The frequency bands could be used to process fundamentals, harmonics, and sibilance separately.

Re: Possible reason why many old music releases sound harsh...

Reply #7
Regarding DolbyA's need for adjustment -- I looked at an old schematic, and it required alot of selected resistors/etc, for it to work correctly.  It used discrete components and depended upon the threshold of a JFET (notoriously different from part to part.)  Once it was set-up, then even playback was best done after checking the same kind of  thing as a DolbyB 'dolby level.'  Frankly, after playing with consumer DBX back in the day, I had originally thought that the actually better undecoded DolbyA would sound as bad as DBX, but it isn't.   It just pretty much sounds like an HF emphasized compression scheme when not decoded.  For an extreme case of DolbyA, it appears that ABBA might have used multiple passes of DolbyA (or something similar) to partially achieve their characteristic sound.
Myself, I have developed a very complete 'finalizer' that does expansion, compression, and limiting in about 6-7 steps, but doesn't really cause any significant intermodulation (and no cascading of compression effects.)  However, when DolbyA is used in succession the best way to describe it is kind of an extreme ABBA sound or something that sounds like 'Shake it Off".

ONE VERY IMPORTANT NOTE -- if someone wants to use a real DolbyA unit to decode some of the music that would benefit -- it is important to realize that just one pass of L+R isn't enough.  I have found that 2 or 3 (maybe 4) passes are often needed:  L+R, halfway between L+R/M+S, and then M+S.  Sometimes an additional L+R is beneficial.  When just running one L+R pass, you might see a benefit, but not as much as can be obtained.

■ Dataset excerpts:
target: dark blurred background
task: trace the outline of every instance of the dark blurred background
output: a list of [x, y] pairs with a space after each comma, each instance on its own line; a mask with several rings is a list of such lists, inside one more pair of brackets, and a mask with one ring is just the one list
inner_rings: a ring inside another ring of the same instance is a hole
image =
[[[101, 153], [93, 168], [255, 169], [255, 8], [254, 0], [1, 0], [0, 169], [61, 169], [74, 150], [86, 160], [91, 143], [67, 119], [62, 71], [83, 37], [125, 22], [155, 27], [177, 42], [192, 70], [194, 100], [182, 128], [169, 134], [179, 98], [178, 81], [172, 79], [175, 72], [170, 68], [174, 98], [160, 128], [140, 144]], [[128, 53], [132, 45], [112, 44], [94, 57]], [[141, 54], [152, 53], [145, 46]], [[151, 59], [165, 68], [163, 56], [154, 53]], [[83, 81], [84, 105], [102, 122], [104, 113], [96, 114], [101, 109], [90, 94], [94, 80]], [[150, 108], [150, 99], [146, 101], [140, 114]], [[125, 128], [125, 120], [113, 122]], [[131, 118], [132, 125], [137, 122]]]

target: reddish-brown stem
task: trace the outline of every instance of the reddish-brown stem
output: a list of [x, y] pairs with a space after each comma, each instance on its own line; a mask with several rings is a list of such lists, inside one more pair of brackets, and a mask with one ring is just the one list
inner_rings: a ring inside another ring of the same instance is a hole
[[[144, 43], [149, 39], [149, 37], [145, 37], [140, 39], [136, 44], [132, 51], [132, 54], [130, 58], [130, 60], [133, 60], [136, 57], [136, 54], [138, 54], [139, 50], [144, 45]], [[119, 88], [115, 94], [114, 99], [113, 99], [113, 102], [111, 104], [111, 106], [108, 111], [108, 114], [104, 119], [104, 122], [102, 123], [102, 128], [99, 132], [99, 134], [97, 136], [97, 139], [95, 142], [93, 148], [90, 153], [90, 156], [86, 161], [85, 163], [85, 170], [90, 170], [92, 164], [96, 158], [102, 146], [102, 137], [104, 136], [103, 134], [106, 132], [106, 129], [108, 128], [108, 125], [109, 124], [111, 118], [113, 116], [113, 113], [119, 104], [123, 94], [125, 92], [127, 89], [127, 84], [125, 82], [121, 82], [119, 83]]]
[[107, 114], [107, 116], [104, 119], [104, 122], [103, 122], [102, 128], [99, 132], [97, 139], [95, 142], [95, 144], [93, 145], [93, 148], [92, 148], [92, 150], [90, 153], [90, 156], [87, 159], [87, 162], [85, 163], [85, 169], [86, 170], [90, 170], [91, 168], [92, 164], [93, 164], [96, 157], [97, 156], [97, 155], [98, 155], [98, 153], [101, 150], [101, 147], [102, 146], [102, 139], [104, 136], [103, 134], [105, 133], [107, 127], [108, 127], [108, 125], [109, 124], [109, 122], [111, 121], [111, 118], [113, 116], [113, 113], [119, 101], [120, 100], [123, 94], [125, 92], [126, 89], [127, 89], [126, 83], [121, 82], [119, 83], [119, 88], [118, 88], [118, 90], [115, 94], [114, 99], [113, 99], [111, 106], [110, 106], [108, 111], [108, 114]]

■ Instruction: In the forum reply, what component's threshold did the old DolbyA design depend on?

■ Solution to this exercise: It depended on the threshold of a JFET.